Output exactly the lines from the one containing "of the distant" to the last line of the material, inclusive, and nothing more.

* _INFORMATION_:
-*-

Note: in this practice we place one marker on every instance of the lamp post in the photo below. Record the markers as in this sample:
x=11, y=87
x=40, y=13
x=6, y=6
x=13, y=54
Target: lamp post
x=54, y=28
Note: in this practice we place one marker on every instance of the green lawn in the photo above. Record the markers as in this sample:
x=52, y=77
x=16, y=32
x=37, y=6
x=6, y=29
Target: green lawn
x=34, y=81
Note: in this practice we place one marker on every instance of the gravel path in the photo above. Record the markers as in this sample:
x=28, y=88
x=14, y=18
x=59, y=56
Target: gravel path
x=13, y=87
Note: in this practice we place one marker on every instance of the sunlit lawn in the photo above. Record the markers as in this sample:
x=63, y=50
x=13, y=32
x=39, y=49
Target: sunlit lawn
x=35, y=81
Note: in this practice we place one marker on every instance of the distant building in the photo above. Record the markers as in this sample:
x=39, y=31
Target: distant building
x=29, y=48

-*-

* _TASK RESPONSE_:
Note: in this practice we place one marker on every instance of the distant building in the photo above. Record the markers as in this sample:
x=39, y=31
Target: distant building
x=29, y=48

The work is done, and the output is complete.